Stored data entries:
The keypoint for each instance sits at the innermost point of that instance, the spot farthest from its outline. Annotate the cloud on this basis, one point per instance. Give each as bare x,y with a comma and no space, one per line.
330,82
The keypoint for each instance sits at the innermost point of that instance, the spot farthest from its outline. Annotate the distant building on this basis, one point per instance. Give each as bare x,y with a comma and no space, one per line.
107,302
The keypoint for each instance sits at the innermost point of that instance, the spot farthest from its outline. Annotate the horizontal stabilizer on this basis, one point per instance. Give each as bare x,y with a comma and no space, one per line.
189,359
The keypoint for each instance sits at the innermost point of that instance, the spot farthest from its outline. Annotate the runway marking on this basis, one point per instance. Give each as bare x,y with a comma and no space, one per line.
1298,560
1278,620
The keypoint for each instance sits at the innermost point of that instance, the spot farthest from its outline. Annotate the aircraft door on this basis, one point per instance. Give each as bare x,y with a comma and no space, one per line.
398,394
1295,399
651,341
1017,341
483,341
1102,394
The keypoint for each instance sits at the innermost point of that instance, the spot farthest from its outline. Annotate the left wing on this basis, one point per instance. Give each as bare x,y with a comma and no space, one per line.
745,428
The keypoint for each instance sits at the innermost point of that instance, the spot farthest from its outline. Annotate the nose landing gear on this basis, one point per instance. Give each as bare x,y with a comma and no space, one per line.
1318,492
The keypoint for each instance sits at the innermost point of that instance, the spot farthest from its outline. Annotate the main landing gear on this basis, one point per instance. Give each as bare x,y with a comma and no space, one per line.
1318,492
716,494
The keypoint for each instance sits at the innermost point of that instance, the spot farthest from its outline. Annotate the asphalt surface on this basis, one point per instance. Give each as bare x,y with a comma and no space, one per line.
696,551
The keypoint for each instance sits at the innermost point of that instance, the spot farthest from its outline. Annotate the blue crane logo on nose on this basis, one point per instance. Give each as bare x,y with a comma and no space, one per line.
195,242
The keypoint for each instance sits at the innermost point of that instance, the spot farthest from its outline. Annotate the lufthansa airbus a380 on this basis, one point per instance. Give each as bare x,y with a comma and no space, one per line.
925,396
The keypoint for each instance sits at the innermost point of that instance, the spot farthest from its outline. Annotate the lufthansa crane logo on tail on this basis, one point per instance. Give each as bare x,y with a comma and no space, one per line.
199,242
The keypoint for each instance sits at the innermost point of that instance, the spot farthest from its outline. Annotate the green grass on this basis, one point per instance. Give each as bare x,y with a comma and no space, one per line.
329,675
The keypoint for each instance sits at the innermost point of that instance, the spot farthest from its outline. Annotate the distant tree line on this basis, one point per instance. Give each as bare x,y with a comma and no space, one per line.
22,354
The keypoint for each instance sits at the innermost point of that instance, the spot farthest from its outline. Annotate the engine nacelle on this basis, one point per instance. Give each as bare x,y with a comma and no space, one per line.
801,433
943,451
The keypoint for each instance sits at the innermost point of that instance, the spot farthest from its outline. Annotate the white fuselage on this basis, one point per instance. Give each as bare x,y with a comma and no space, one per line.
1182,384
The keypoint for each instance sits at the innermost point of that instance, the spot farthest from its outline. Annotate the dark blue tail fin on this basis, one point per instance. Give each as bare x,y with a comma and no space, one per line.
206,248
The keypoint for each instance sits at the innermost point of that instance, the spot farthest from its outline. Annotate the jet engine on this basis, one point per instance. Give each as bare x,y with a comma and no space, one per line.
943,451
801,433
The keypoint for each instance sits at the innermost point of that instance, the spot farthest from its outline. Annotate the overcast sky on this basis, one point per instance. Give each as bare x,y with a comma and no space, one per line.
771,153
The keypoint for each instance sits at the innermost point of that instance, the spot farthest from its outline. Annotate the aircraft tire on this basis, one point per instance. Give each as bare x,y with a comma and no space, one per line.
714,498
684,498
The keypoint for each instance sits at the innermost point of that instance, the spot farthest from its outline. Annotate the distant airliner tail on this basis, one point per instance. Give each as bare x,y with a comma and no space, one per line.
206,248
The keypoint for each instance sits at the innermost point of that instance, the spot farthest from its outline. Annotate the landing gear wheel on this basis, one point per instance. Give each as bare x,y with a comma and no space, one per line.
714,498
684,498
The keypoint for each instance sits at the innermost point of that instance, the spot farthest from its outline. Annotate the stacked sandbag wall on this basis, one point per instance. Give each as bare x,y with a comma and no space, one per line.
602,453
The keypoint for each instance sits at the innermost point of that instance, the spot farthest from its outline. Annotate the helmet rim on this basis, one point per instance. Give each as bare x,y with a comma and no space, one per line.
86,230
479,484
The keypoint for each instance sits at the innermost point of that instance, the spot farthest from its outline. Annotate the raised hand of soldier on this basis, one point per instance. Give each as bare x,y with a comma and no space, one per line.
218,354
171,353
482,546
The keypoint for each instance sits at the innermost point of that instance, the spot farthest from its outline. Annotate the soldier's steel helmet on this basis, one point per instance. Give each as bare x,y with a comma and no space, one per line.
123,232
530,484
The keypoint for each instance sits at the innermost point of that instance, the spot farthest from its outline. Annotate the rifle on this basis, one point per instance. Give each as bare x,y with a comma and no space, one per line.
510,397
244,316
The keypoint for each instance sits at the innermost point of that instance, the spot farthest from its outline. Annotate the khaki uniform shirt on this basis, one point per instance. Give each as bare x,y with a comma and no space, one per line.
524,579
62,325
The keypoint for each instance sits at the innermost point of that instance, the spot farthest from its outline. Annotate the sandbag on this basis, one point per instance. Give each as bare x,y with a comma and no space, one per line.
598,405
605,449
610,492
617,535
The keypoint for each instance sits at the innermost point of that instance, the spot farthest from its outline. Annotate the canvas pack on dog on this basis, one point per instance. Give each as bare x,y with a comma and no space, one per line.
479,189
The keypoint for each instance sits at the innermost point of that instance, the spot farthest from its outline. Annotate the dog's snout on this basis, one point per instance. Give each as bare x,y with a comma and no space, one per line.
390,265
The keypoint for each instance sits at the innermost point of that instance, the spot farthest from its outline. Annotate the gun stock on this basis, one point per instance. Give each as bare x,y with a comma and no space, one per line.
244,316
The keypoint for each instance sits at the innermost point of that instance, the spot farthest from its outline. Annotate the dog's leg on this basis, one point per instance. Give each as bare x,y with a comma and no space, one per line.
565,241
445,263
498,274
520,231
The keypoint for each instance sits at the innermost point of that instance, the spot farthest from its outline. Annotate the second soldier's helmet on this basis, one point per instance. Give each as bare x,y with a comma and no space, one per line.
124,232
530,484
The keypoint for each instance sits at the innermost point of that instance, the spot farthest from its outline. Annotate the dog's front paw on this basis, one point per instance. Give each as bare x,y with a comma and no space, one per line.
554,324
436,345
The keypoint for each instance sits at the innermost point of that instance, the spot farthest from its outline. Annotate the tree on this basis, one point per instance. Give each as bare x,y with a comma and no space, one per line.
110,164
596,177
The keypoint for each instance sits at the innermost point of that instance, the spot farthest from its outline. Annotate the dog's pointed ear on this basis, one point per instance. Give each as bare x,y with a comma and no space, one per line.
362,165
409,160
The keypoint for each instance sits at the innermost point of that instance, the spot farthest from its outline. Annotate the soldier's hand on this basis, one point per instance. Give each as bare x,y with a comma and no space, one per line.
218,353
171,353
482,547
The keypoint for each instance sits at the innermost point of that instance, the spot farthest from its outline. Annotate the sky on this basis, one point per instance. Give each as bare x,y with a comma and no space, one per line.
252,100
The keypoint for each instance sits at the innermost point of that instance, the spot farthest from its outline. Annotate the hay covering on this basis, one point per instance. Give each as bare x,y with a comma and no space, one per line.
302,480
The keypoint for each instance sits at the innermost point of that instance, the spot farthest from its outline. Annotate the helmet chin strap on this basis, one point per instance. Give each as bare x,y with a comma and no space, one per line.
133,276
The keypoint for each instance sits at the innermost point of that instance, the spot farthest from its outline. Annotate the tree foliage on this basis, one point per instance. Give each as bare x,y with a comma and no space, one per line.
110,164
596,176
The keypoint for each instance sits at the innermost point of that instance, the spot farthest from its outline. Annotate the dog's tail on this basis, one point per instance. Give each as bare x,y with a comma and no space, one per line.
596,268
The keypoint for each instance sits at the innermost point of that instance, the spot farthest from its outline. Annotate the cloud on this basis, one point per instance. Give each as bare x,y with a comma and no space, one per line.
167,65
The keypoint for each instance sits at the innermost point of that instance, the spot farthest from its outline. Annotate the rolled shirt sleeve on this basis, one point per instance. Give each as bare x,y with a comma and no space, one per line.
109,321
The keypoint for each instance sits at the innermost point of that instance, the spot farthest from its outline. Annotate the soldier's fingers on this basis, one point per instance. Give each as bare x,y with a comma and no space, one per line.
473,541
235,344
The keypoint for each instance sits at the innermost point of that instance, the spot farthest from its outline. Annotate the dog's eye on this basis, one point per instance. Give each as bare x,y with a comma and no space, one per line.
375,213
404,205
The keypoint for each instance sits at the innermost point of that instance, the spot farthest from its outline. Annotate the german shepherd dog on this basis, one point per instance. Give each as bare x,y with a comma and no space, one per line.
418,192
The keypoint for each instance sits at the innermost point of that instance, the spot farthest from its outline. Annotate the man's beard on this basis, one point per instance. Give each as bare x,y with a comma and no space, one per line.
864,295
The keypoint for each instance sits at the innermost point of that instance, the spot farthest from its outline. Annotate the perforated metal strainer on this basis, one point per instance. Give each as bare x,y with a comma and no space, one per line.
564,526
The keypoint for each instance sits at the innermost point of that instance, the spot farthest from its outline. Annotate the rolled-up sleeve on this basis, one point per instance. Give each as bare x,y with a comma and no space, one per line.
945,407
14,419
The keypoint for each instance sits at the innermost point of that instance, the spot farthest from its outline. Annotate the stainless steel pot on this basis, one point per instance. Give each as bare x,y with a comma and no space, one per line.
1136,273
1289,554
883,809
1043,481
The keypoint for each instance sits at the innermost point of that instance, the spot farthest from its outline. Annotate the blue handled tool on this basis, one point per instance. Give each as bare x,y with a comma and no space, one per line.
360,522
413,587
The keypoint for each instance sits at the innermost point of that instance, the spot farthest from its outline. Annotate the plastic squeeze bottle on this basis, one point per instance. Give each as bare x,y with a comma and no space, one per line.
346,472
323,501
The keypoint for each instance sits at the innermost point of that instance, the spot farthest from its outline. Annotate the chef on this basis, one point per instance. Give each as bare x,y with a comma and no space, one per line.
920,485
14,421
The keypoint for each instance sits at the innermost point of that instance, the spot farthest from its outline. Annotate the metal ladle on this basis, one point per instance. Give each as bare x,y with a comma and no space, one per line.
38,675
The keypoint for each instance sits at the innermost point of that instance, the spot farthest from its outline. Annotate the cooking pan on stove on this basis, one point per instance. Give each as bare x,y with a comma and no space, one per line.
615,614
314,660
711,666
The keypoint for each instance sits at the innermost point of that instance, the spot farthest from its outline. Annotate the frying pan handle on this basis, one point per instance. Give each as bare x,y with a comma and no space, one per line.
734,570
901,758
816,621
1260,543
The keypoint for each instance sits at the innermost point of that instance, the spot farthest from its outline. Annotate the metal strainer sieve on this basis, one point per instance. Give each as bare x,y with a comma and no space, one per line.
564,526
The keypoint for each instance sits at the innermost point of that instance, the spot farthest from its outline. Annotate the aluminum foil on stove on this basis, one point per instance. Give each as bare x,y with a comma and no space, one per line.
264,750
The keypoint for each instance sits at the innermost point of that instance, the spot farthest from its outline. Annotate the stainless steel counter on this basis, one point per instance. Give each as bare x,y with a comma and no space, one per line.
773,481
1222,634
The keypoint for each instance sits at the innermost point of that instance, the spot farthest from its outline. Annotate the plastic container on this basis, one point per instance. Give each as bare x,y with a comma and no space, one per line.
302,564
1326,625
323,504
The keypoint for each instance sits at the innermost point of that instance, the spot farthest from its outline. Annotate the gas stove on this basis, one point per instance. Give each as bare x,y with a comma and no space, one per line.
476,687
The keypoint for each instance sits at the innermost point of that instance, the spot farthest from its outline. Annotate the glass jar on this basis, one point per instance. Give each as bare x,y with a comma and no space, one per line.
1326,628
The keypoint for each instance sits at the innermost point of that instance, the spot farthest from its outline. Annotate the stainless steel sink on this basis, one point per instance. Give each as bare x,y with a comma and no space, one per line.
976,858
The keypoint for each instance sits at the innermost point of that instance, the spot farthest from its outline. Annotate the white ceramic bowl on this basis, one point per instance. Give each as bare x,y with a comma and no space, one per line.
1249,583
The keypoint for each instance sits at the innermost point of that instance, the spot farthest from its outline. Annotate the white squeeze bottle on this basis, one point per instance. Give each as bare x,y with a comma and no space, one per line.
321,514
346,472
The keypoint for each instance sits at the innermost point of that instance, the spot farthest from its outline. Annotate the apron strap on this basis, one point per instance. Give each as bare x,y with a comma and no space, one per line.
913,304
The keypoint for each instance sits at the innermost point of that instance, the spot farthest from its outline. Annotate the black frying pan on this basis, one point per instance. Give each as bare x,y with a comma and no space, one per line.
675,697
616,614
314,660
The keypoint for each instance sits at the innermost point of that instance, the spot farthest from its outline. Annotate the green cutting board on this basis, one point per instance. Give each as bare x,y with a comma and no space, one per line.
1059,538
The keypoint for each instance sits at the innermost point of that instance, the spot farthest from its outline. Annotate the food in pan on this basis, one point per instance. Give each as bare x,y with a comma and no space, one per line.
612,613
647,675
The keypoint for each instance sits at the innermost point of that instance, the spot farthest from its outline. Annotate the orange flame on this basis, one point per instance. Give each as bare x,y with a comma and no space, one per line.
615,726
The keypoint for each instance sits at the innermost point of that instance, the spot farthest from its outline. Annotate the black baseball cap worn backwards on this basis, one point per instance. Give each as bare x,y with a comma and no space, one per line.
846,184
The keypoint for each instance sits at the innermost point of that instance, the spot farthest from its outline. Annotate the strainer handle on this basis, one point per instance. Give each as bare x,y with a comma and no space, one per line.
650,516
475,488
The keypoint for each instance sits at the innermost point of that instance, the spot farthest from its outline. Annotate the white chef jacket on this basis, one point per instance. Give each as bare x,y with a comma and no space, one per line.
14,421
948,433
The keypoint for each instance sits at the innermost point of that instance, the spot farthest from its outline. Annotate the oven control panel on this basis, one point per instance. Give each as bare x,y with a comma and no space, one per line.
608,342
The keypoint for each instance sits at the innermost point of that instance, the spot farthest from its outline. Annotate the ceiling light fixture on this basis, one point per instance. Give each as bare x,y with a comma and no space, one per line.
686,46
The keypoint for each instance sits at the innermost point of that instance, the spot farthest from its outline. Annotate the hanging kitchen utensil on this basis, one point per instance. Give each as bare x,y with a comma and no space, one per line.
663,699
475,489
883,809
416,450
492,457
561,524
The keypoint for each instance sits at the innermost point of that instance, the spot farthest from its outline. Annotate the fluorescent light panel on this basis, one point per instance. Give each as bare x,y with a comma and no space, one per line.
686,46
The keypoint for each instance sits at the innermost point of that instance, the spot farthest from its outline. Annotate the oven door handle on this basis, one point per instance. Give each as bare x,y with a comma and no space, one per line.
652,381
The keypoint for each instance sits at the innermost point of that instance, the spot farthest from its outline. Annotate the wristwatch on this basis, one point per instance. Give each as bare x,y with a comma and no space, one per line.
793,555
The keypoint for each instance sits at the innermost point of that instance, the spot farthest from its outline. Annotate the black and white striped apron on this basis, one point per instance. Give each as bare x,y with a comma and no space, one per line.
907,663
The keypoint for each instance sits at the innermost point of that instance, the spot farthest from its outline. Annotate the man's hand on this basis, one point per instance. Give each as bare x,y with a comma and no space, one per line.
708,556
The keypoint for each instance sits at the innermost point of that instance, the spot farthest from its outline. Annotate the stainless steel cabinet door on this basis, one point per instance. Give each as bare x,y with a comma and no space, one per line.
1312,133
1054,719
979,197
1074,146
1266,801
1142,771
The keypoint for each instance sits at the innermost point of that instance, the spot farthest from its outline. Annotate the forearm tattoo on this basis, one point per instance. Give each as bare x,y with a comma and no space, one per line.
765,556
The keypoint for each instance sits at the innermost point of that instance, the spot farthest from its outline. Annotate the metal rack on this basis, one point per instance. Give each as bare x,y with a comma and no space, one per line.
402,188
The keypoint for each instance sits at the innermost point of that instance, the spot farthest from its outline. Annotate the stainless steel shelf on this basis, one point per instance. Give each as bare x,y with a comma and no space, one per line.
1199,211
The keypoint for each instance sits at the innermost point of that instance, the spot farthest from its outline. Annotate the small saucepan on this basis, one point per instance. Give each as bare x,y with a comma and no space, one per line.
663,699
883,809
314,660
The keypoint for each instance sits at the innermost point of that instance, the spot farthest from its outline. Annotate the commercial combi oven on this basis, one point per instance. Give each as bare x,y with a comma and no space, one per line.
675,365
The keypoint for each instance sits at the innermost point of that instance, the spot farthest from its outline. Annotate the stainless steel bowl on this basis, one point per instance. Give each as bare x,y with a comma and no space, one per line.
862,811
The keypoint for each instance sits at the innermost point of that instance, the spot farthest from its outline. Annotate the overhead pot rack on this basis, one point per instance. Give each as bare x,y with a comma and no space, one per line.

#### WHAT NEEDS TO BE DONE:
Word for word, quote the lines from the line containing "stainless steel cabinet" through the end of the material, both included, and nothing else.

#### FINAL ANSWER:
The keypoint for each instance sits at the innermost point of that instance, the spot farthest from its outline. Annotate the stainless steel cabinet door on this basis, one point per instance. Give each as bare x,y with a comma and no space, one per line.
1312,133
1054,719
979,197
1074,146
1266,801
1142,771
The keypoint for each instance sits at the innermost point of that instance, the spot farthest from its outline. Annotate the forearm tattoo on this basis, one point per instance. Give each as bare x,y with a comma and no space, one per line.
765,556
The keypoint for each instance sits at the innermost point of that instance, the spot farthest from its outline. Annotate the metal rack on this basis, one point per instance. Give each as bare x,y with a comma and no space, one per line.
402,188
The keypoint for each instance sits at the innermost point of that instance, the spot farthest from its outline. Annotate the stainless steel shelf on this basis, one point per instance. Give each as bare x,y with a comma and no space, one per line.
1199,211
The keypoint for each instance sits at the innermost point of that instance, the spot farthest from its outline. Annotate the small saucepan on this basis, one point per instance. Give each as bare x,y with a comma and no space, one per line.
663,699
883,809
314,660
The keypoint for each instance sits at the innermost point of that instance, the spot farthest from its outline. Annotate the commercial combi oven on this basis, one point per instance. Give each as bare x,y with a comma and no space, one per line.
675,365
The keypoint for each instance sits at the innermost point of that instance, the spot farthest from its outline. Annotate the stainless steel bowl on this basis, one point per instance. Give each as bare x,y with a comma and no space, one per line.
862,811
The keypoint for each instance sits at the innermost point of that instance, the spot farthest from its outline. Annotate the overhead pot rack on this basis, one point per instance. Give each as bare x,y with a comma and no space, one per line.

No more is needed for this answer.